* start ITEMS *

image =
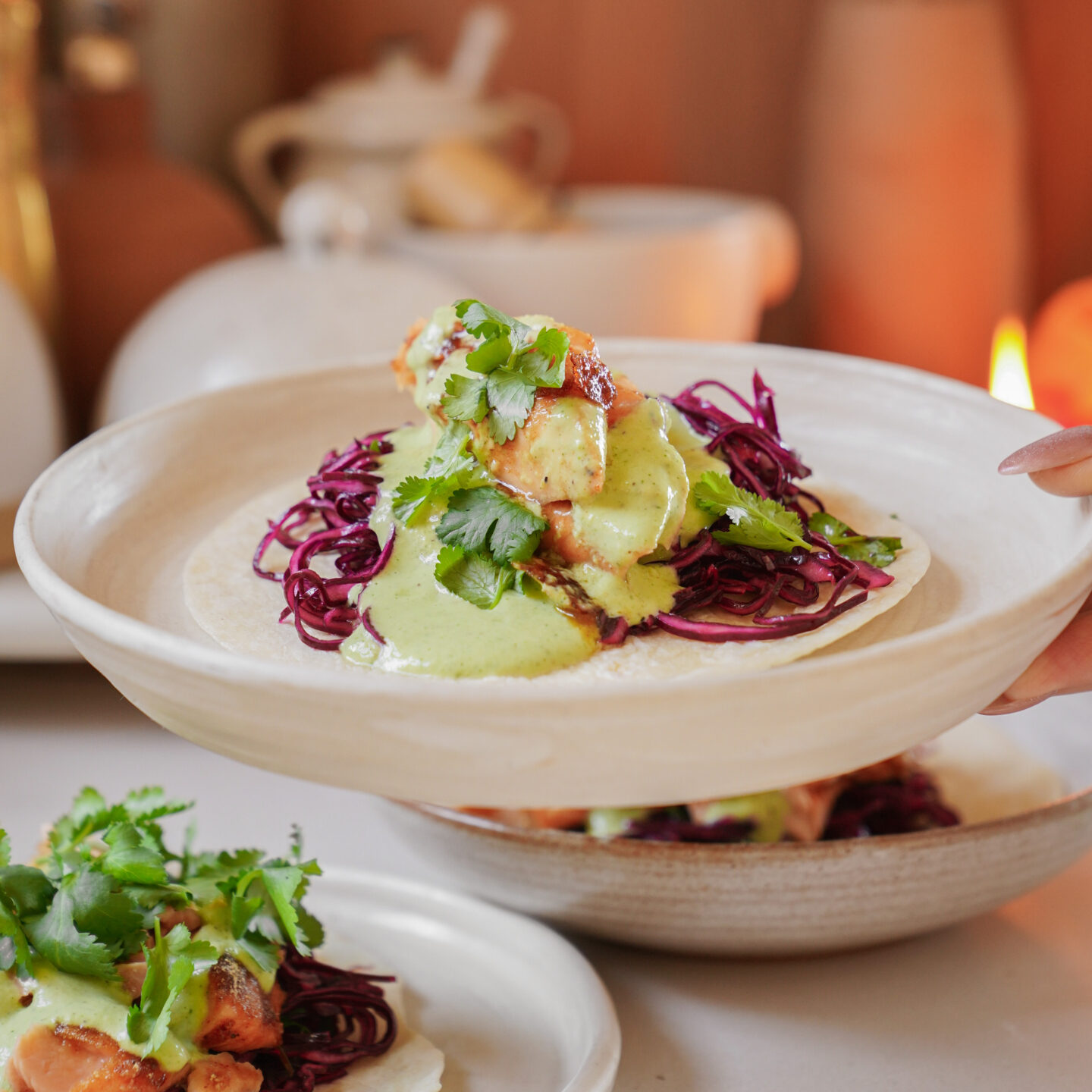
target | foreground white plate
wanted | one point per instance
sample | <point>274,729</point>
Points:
<point>105,533</point>
<point>509,1003</point>
<point>27,630</point>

* end ITEMS *

- _WHAT YOU SHOULD DO_:
Lay out every line of the rows above as a numbered list, leaving out blank lines and the pictures.

- _THE REPLY_:
1. image =
2. target | foreground white plate
3. wanted | one point per instance
4. sample | <point>274,729</point>
5. Points:
6. <point>105,533</point>
7. <point>509,1003</point>
8. <point>27,630</point>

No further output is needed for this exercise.